--- start DATASET ENTRIES ---

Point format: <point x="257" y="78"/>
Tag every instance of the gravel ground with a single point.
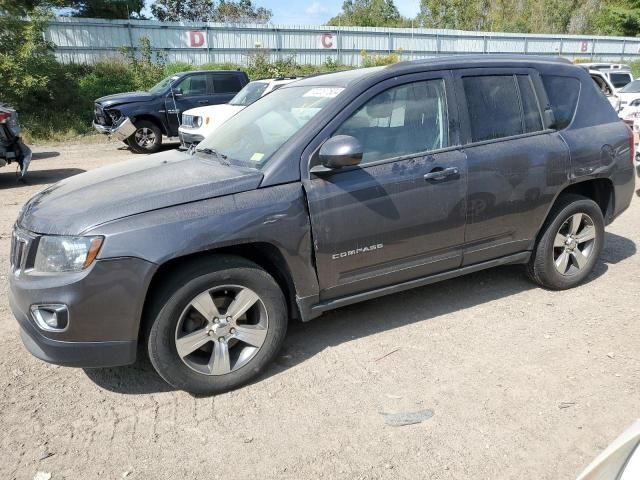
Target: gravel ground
<point x="522" y="382"/>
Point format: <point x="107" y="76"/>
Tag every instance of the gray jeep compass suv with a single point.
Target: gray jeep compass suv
<point x="329" y="191"/>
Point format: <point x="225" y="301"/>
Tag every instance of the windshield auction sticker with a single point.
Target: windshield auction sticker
<point x="323" y="92"/>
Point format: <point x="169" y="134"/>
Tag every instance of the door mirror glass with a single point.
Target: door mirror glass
<point x="549" y="118"/>
<point x="341" y="151"/>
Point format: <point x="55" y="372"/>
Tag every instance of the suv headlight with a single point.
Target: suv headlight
<point x="58" y="254"/>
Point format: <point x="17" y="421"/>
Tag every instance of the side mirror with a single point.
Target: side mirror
<point x="341" y="151"/>
<point x="549" y="118"/>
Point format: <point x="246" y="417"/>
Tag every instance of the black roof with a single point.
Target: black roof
<point x="342" y="79"/>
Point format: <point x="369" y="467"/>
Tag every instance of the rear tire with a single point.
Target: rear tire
<point x="146" y="139"/>
<point x="571" y="242"/>
<point x="196" y="343"/>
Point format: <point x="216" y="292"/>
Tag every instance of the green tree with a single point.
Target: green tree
<point x="109" y="9"/>
<point x="370" y="13"/>
<point x="207" y="11"/>
<point x="241" y="11"/>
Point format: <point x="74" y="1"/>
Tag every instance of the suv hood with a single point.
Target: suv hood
<point x="79" y="203"/>
<point x="127" y="97"/>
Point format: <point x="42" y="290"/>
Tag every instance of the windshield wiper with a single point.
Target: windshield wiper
<point x="211" y="151"/>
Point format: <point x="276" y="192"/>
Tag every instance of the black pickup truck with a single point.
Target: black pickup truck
<point x="141" y="118"/>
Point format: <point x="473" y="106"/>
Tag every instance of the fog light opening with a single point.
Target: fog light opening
<point x="51" y="318"/>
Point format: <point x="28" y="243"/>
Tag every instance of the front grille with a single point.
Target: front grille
<point x="21" y="244"/>
<point x="100" y="116"/>
<point x="187" y="121"/>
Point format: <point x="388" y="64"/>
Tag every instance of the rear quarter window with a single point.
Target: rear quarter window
<point x="563" y="95"/>
<point x="619" y="80"/>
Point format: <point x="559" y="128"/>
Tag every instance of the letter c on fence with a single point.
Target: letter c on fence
<point x="326" y="39"/>
<point x="196" y="39"/>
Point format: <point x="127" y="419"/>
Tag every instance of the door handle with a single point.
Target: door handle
<point x="438" y="174"/>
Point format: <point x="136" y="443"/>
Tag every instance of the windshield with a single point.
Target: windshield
<point x="249" y="94"/>
<point x="633" y="87"/>
<point x="619" y="79"/>
<point x="253" y="135"/>
<point x="162" y="84"/>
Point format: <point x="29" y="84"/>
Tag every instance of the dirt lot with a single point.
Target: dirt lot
<point x="524" y="383"/>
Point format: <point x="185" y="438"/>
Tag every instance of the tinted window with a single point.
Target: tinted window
<point x="226" y="84"/>
<point x="619" y="79"/>
<point x="633" y="87"/>
<point x="194" y="85"/>
<point x="249" y="94"/>
<point x="563" y="95"/>
<point x="530" y="108"/>
<point x="400" y="121"/>
<point x="494" y="107"/>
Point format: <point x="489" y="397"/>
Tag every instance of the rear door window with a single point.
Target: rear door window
<point x="194" y="85"/>
<point x="494" y="107"/>
<point x="563" y="96"/>
<point x="619" y="80"/>
<point x="226" y="84"/>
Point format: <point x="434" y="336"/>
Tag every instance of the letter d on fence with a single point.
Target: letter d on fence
<point x="196" y="39"/>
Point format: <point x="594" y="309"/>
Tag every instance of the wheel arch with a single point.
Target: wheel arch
<point x="151" y="118"/>
<point x="264" y="254"/>
<point x="600" y="190"/>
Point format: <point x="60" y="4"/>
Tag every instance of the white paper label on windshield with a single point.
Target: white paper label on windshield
<point x="323" y="92"/>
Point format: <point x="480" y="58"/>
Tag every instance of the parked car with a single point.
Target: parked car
<point x="141" y="118"/>
<point x="630" y="94"/>
<point x="199" y="122"/>
<point x="12" y="148"/>
<point x="618" y="77"/>
<point x="375" y="181"/>
<point x="606" y="87"/>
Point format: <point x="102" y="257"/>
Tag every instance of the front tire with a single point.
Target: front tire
<point x="217" y="325"/>
<point x="570" y="245"/>
<point x="146" y="139"/>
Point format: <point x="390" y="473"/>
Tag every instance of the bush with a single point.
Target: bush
<point x="379" y="60"/>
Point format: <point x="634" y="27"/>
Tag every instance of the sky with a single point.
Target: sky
<point x="315" y="12"/>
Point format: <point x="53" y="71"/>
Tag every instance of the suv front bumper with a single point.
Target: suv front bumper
<point x="123" y="130"/>
<point x="188" y="139"/>
<point x="104" y="304"/>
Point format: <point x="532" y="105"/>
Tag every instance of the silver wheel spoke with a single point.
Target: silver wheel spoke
<point x="192" y="341"/>
<point x="575" y="223"/>
<point x="587" y="233"/>
<point x="579" y="257"/>
<point x="203" y="303"/>
<point x="245" y="299"/>
<point x="220" y="363"/>
<point x="559" y="240"/>
<point x="562" y="262"/>
<point x="254" y="335"/>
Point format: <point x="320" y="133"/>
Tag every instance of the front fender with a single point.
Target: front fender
<point x="275" y="215"/>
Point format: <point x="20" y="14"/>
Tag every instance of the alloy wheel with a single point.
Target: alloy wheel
<point x="574" y="244"/>
<point x="145" y="137"/>
<point x="221" y="330"/>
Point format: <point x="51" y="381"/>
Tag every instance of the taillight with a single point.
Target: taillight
<point x="632" y="144"/>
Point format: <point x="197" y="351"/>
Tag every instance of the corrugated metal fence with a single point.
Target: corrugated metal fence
<point x="88" y="40"/>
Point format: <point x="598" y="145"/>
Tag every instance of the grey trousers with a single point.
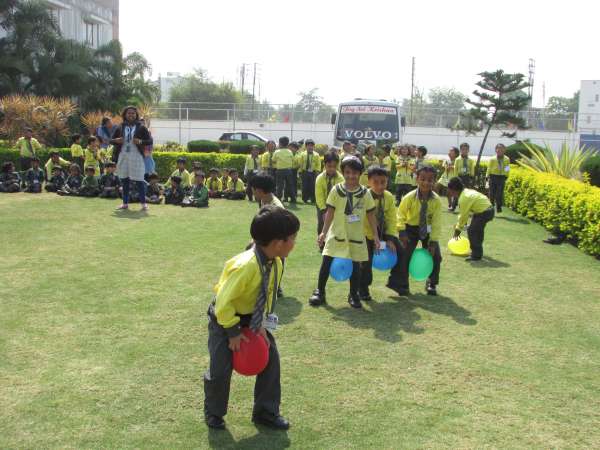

--- end DATASET ENTRIES ---

INSTRUCTIONS TO FOLLOW: Pull out each line from the items above that contains the word "letter". Case matters.

RESPONSE FOR THIS EXERCISE:
Tag every instance of the letter c on fence with a single point.
Target: letter c on fence
Tag every instance of the letter d on fence with a single point.
Target: letter d on fence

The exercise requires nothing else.